**TASK PROMPT:**
Filter the lines below, keeping only those that contain the word "foliage". Copy each kept line in full, without changes.

[Rows from a dataset]
• • • •
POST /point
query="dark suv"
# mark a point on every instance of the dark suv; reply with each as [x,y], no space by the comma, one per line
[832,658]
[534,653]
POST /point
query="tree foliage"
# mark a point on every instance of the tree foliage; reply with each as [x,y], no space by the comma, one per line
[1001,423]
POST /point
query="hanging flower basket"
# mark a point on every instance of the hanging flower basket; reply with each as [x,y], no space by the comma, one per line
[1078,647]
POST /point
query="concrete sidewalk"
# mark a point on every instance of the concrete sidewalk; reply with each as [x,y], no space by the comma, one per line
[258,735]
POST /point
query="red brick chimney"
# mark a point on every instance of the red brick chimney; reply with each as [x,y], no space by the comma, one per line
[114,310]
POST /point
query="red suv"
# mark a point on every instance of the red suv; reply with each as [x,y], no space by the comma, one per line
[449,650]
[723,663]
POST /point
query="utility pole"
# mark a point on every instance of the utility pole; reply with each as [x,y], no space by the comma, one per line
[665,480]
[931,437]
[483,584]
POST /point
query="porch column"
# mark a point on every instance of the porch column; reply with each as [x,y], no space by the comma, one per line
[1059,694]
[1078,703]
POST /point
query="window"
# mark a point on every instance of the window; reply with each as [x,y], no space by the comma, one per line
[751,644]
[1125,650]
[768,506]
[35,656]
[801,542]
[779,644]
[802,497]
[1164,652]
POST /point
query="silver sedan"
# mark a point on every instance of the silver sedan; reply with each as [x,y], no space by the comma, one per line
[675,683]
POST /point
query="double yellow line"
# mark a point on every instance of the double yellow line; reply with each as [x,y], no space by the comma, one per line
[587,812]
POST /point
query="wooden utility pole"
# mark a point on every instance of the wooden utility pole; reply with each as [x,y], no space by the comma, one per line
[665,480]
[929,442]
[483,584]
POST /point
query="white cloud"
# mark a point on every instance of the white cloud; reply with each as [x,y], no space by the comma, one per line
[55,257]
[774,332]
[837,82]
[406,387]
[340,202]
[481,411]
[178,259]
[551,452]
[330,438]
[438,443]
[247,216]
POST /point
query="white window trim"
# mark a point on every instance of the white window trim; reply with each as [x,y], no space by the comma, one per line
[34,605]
• • • •
**OUTPUT FOR THIS TASK:**
query="tree foliage"
# mark a point on every instance of the tree foliage; reply with each as [x,y], no space by the comma, one per line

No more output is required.